James still shows great skill at crafting songs
  • By JOHN WIRT
  • Music critic
  • Published: Sep 19, 2008 - UPDATED: 12:05 a.m.
James
HEY MA
From that great music city, Manchester, England, James, the band, enjoyed much success in its homeland and some stateside popularity during the ’80s and ’90s thanks to such tuneful pop-rock songs as “Laid” and “Born of Frustration.” Disbanded in 2001 and reunited in 2007, the band delivers an album of elegantly crafted new songs that are uniquely James.

Opening song “Bubbles,” inspired by the birth of singer Tim Booth’s son, flashes back to the James of the ’90s that was so appealing. The band’s gift for melody is undiminished. In “Bubbles,” lovely melody plays alongside an ethereal, reaching pop arrangement capped by grand crescendos. Ostensibly moving to less personal matters, title track “Hey Ma” is lyricist Booth’s unbridled anti-Iraq War song. It’s got big dynamics and, unlike much topical music, it’s a good song.

The band’s songcraft soars again in “Waterfall,” with its big, smacking drums, horn riffs and Booth’s Mark Knopfler-ish singing. Reverb sweetens Booth’s singing in “Oh My Heart,” a song that stretches through musical decades by recalling both U2 and the Kinks.

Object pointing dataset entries
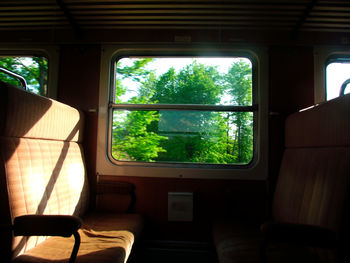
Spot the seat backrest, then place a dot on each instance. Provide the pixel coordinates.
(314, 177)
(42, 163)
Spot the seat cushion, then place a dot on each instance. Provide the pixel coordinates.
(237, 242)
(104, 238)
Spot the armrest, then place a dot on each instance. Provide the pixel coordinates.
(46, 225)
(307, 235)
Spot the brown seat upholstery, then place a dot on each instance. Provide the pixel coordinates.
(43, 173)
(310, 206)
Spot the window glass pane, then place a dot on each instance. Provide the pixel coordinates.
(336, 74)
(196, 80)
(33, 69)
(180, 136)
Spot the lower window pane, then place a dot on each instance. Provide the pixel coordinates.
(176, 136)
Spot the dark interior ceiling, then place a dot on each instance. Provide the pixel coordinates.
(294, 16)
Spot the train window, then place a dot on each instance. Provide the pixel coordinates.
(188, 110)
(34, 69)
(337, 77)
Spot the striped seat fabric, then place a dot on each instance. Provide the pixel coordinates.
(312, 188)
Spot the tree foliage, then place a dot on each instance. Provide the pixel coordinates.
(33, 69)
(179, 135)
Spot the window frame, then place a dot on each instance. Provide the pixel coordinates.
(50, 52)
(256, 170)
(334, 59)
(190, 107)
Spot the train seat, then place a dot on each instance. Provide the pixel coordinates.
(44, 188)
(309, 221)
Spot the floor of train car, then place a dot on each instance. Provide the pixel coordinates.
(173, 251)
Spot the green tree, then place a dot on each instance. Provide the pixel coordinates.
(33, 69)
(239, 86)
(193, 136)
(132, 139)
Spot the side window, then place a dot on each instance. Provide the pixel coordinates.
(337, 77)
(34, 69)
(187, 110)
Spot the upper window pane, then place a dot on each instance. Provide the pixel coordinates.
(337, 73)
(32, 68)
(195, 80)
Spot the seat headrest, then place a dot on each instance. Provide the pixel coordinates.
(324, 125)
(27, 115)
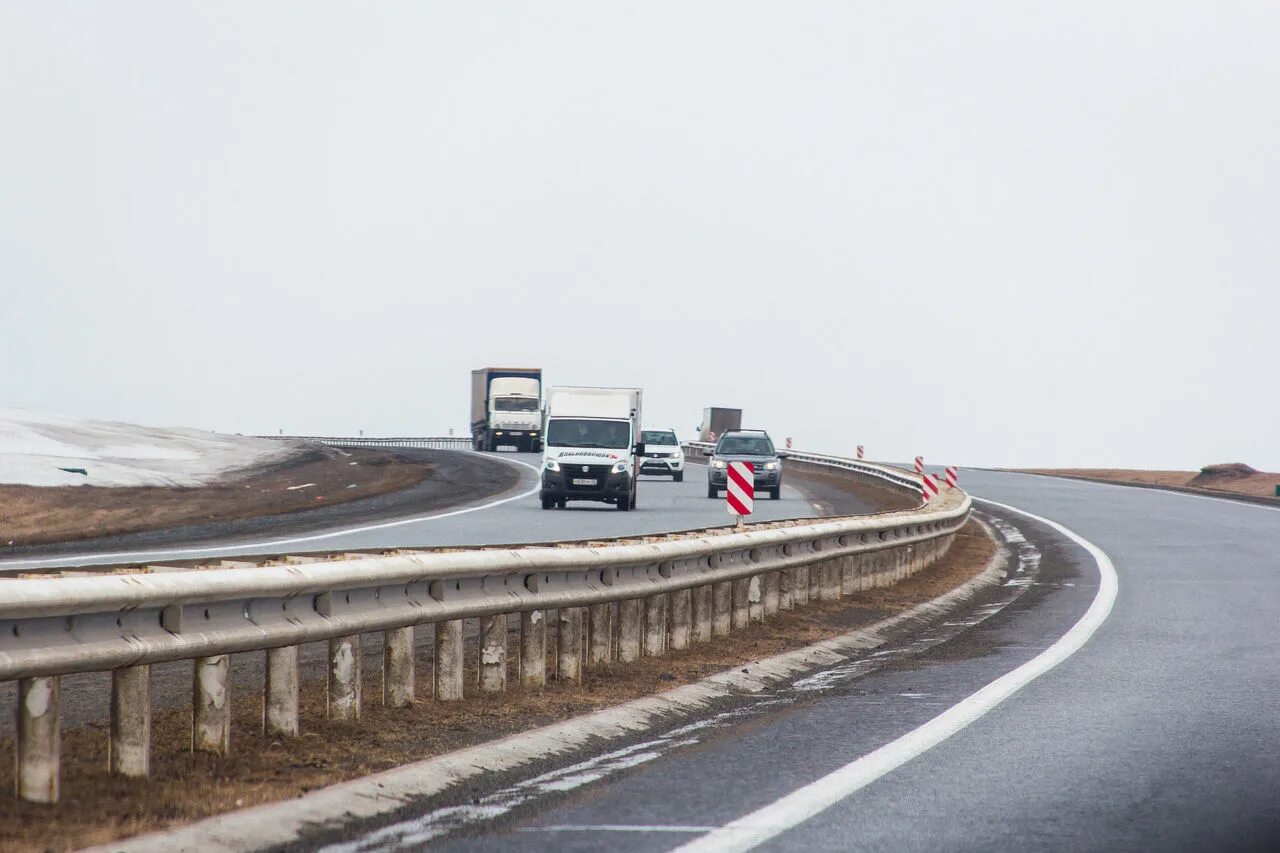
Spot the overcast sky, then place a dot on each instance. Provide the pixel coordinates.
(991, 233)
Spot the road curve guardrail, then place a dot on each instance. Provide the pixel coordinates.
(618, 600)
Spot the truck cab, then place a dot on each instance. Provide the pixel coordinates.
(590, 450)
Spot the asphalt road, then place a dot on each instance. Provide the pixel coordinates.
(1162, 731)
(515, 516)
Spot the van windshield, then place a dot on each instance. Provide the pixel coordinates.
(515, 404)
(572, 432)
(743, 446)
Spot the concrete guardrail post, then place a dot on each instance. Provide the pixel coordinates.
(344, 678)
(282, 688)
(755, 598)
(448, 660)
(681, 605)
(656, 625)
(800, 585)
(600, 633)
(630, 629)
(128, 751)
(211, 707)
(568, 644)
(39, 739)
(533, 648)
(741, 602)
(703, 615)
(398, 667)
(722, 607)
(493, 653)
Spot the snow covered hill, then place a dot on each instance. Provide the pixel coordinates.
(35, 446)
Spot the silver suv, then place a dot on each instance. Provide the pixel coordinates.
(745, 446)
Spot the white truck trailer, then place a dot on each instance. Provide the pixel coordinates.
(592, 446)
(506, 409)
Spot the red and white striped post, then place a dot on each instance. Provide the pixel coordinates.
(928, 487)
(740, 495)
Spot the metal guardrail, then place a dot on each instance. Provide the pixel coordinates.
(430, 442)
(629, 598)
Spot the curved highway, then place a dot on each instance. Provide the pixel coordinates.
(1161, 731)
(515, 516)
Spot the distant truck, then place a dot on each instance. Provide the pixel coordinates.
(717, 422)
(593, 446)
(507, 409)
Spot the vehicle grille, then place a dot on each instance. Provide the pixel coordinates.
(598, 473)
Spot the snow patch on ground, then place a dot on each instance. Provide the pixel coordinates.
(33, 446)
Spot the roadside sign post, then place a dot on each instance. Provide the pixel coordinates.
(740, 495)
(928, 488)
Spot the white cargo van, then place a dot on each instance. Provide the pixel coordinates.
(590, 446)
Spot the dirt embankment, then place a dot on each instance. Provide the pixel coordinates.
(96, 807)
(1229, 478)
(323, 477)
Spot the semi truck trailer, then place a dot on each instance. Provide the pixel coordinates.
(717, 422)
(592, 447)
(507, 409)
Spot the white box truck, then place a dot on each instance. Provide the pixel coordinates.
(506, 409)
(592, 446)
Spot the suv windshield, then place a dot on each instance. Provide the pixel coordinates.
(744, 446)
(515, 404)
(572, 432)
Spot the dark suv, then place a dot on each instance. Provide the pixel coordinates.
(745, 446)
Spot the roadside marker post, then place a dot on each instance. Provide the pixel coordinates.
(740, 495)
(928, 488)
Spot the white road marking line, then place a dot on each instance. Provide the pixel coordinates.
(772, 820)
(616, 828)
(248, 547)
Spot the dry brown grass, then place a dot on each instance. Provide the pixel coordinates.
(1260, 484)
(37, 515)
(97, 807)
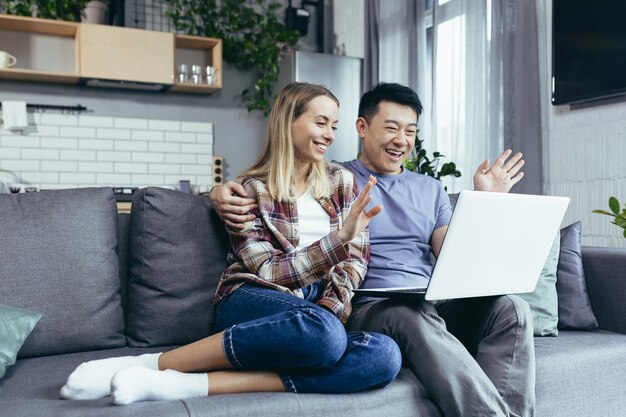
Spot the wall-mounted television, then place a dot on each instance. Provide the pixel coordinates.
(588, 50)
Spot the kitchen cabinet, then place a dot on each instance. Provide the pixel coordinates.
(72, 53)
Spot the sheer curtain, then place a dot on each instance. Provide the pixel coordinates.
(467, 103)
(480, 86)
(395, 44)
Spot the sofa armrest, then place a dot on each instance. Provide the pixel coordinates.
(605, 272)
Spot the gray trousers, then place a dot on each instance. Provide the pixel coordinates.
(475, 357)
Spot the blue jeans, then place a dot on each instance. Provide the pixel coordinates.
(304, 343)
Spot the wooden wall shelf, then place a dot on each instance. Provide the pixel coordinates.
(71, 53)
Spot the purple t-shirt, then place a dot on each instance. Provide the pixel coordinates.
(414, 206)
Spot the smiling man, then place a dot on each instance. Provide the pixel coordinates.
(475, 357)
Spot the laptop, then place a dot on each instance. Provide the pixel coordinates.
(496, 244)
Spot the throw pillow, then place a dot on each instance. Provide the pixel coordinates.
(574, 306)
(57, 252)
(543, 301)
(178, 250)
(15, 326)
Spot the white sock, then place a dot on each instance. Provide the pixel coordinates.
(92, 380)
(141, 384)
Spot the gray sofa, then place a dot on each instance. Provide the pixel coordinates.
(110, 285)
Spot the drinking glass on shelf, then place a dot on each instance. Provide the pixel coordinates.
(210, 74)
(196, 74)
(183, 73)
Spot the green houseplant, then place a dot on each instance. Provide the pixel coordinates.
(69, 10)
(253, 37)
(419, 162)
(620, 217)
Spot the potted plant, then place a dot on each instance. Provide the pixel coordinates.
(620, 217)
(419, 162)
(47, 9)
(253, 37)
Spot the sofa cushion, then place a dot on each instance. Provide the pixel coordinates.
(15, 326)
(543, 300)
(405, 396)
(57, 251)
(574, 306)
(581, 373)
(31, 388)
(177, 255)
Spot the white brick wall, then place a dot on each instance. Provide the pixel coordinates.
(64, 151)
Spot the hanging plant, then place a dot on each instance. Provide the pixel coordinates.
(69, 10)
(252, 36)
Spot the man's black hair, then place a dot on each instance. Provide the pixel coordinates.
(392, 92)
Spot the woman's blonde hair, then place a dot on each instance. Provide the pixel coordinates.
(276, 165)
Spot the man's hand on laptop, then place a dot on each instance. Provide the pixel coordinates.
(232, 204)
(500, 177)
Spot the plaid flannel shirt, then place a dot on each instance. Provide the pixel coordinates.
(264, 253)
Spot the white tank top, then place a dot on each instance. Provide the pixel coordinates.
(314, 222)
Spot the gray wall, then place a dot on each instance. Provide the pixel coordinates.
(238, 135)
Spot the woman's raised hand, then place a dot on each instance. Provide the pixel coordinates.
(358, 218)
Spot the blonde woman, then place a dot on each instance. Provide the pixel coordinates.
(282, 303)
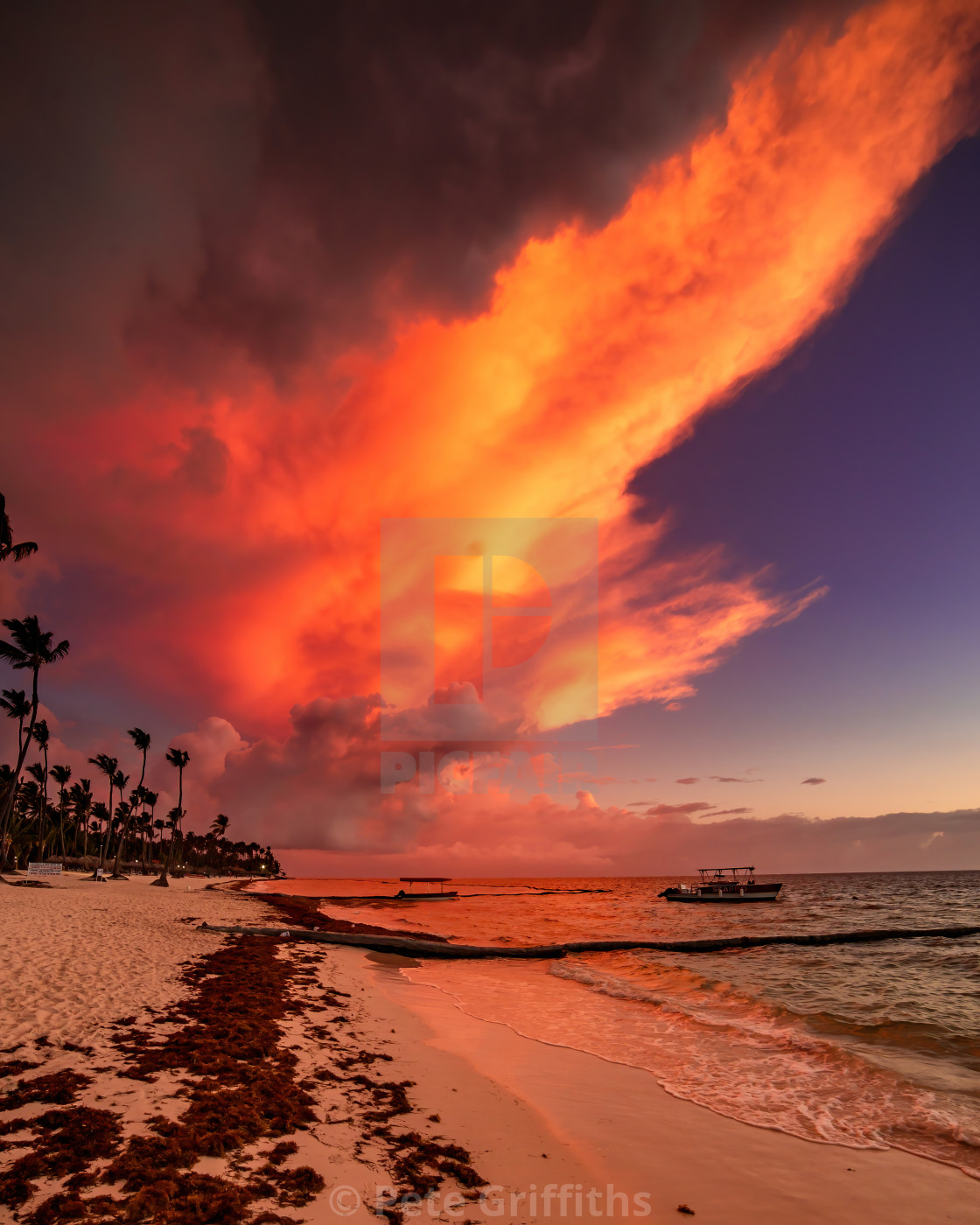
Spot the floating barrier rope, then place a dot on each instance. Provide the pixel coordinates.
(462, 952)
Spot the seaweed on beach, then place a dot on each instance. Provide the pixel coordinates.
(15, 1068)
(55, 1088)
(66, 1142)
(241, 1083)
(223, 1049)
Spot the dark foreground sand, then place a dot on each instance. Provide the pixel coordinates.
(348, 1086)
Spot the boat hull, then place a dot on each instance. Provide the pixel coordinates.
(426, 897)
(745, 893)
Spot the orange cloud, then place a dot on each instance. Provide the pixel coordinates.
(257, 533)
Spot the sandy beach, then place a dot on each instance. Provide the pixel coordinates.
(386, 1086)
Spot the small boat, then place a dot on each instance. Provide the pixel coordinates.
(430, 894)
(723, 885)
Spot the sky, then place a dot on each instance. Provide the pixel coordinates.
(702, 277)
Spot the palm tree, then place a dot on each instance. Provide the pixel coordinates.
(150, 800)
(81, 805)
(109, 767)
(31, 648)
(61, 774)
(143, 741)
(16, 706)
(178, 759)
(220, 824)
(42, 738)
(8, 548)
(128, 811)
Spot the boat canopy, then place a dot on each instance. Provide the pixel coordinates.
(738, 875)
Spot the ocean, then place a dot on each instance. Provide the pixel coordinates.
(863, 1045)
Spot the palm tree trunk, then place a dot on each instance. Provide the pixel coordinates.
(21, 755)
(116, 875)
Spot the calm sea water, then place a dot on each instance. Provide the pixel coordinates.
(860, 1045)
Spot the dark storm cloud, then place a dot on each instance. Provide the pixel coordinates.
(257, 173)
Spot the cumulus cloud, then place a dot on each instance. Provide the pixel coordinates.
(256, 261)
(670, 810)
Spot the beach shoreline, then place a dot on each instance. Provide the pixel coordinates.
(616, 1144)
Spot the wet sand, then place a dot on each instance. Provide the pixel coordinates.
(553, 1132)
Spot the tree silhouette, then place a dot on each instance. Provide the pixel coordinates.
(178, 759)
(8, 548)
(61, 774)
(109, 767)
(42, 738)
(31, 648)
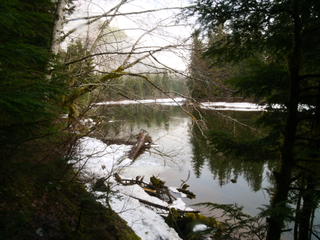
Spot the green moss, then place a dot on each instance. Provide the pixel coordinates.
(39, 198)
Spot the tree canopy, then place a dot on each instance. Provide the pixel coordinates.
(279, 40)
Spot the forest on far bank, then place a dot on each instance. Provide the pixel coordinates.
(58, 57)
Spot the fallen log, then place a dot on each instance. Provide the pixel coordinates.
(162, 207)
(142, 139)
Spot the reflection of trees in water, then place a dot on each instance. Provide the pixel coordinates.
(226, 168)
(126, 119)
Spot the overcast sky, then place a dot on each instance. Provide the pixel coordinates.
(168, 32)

The problem
Please reproduce the whole review of the James album "Hey Ma" word for word.

Task answer
James still shows great skill at crafting songs
  • By JOHN WIRT
  • Music critic
  • Published: Sep 19, 2008 - UPDATED: 12:05 a.m.
James
HEY MA
From that great music city, Manchester, England, James, the band, enjoyed much success in its homeland and some stateside popularity during the ’80s and ’90s thanks to such tuneful pop-rock songs as “Laid” and “Born of Frustration.” Disbanded in 2001 and reunited in 2007, the band delivers an album of elegantly crafted new songs that are uniquely James.

Opening song “Bubbles,” inspired by the birth of singer Tim Booth’s son, flashes back to the James of the ’90s that was so appealing. The band’s gift for melody is undiminished. In “Bubbles,” lovely melody plays alongside an ethereal, reaching pop arrangement capped by grand crescendos. Ostensibly moving to less personal matters, title track “Hey Ma” is lyricist Booth’s unbridled anti-Iraq War song. It’s got big dynamics and, unlike much topical music, it’s a good song.

The band’s songcraft soars again in “Waterfall,” with its big, smacking drums, horn riffs and Booth’s Mark Knopfler-ish singing. Reverb sweetens Booth’s singing in “Oh My Heart,” a song that stretches through musical decades by recalling both U2 and the Kinks.